STATED TASK: Repeat all of the material below exactly as written, images excluded.

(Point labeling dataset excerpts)

+ + + + + + +

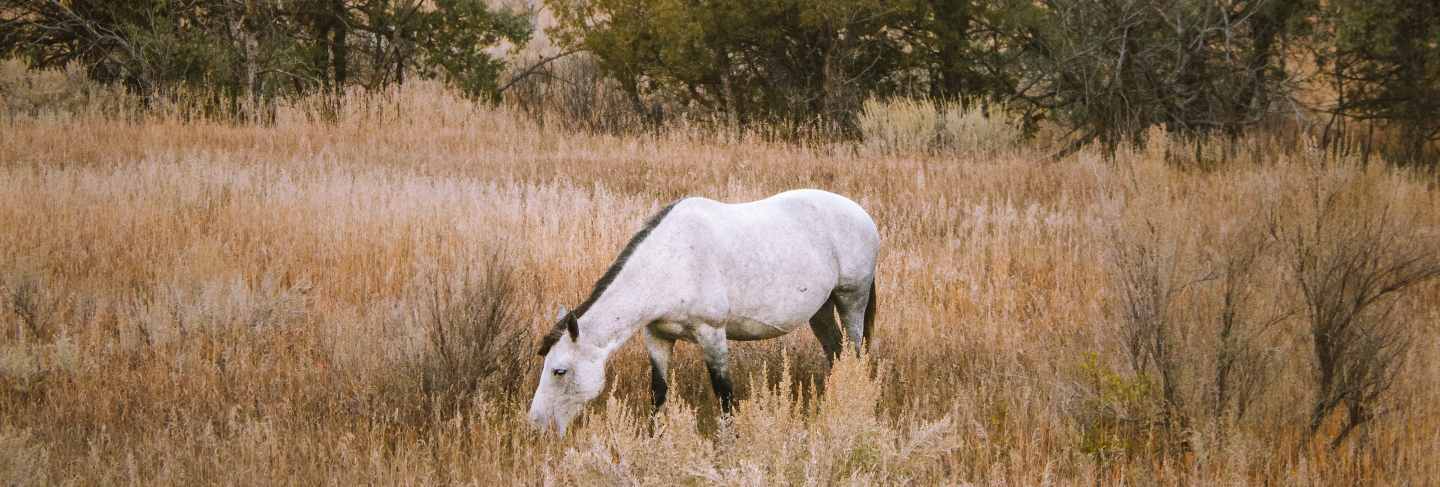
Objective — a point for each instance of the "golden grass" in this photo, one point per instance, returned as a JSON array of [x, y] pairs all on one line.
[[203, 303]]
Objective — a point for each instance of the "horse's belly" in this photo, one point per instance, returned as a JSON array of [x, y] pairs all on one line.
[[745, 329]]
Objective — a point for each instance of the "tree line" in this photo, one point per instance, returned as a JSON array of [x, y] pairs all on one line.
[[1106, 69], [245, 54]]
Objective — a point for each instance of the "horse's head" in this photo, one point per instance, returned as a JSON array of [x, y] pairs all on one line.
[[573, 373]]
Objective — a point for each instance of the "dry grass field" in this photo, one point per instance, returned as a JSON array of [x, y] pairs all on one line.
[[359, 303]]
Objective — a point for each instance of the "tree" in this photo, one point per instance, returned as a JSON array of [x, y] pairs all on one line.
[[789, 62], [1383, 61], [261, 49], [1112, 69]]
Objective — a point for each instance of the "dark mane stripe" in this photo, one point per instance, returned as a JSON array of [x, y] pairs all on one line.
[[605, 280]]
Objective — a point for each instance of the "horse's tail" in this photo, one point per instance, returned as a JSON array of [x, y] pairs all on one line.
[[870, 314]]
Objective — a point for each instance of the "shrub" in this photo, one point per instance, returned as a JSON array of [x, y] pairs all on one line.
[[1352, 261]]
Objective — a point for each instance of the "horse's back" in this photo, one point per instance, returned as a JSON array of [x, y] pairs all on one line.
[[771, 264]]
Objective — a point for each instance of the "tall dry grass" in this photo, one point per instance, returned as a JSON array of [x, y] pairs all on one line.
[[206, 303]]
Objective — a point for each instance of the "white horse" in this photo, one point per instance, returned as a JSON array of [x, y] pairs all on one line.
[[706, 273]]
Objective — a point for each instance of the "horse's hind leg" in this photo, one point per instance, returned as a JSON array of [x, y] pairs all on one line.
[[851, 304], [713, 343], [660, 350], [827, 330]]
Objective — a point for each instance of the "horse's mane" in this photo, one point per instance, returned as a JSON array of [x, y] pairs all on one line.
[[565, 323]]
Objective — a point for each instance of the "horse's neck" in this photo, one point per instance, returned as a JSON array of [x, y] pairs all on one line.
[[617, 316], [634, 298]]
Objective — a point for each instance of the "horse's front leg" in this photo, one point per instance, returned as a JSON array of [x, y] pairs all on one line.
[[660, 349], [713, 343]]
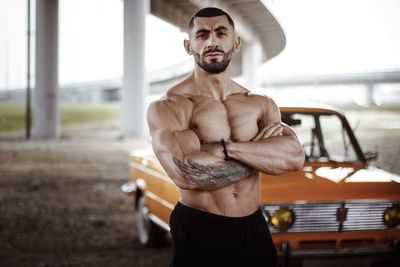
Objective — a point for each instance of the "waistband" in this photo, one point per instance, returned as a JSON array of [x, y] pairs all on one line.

+ + + + + + +

SOLVED EXERCISE:
Objective — a point for each instance of the "golden grass" in this photo, one point per instance, returned as a JSON array of [x, y] pairs all on one line.
[[203, 303]]
Objective — a point for each instance of the "horse's belly" in this photo, one point per instance, returned as a JSON array of [x, y] pairs all on one line.
[[745, 329]]
Objective — a point for each instance of the "tree line" in this photo, one point per instance, returned as a JSON array of [x, y] pairs all on one line.
[[1106, 69], [245, 54]]
Objective — a point for each instance of the "horse's head" in this photo, one point per instance, returned as a JSON array of [x, y] pairs all on one line.
[[573, 373]]
Objective — a point for each instance of the "dry grass field" in this photo, one point per instance, returned as a JSON array of [x, y] pairs all on one line.
[[359, 303]]
Objective — a point for each instance of the "tree" in this photo, one point per instance, returned as a JSON array of [x, y] pairs all on one line.
[[789, 62], [1383, 61], [261, 49], [1112, 69]]
Objective — a point for each instance of the "dark mane stripe" in this photo, one point per instance, returned as a JSON array of [x, y] pairs all on one line.
[[605, 280]]
Objective — a point for each instance of the "horse's tail" in this photo, one point per instance, returned as a JSON array of [x, y] pairs all on one line.
[[870, 314]]
Objective — a point for each instance of the "shrub" in this photo, one point per instance, returned as a JSON array of [x, y] pairs all on one line.
[[1352, 261]]
Objective — a point for each instance of the "horse's back" in this photo, one point per instance, returned as a JSON array of [x, y] pairs all on one line.
[[771, 264]]
Objective — a point for each instance of the "tall dry grass" in this photo, one point per instance, returned as a JSON array of [x, y] pairs all on one line.
[[206, 303]]
Objective — a point for each instance of the "white horse" in this photo, one point per instance, returned as a JSON array of [x, y] pairs all on one line.
[[706, 273]]
Objective — a point for each instance of the "horse's hind leg" in this photo, one point per instance, returned as a JSON array of [x, y] pairs all on one line.
[[851, 304], [713, 343], [660, 350], [827, 330]]
Objective — a point for each instance of the "horse's mane" in this photo, one point per instance, returned as a JSON array of [x, y] pairs all on one line.
[[565, 323]]
Objective — a point for each instance of the "horse's neck" in this photo, one point per instance, returned as a JSON array of [x, y] pairs all on one line.
[[617, 316], [634, 298]]
Objective — a point for each instance of the "horse's front leg" in this photo, one point per instance, returned as a JSON array of [x, y] pairs all on one line.
[[660, 349], [713, 343]]
Objective — a point for each instance of the "waistband" in this photo, one point per instance, returned as a JSON array of [x, y] pairs all on one line.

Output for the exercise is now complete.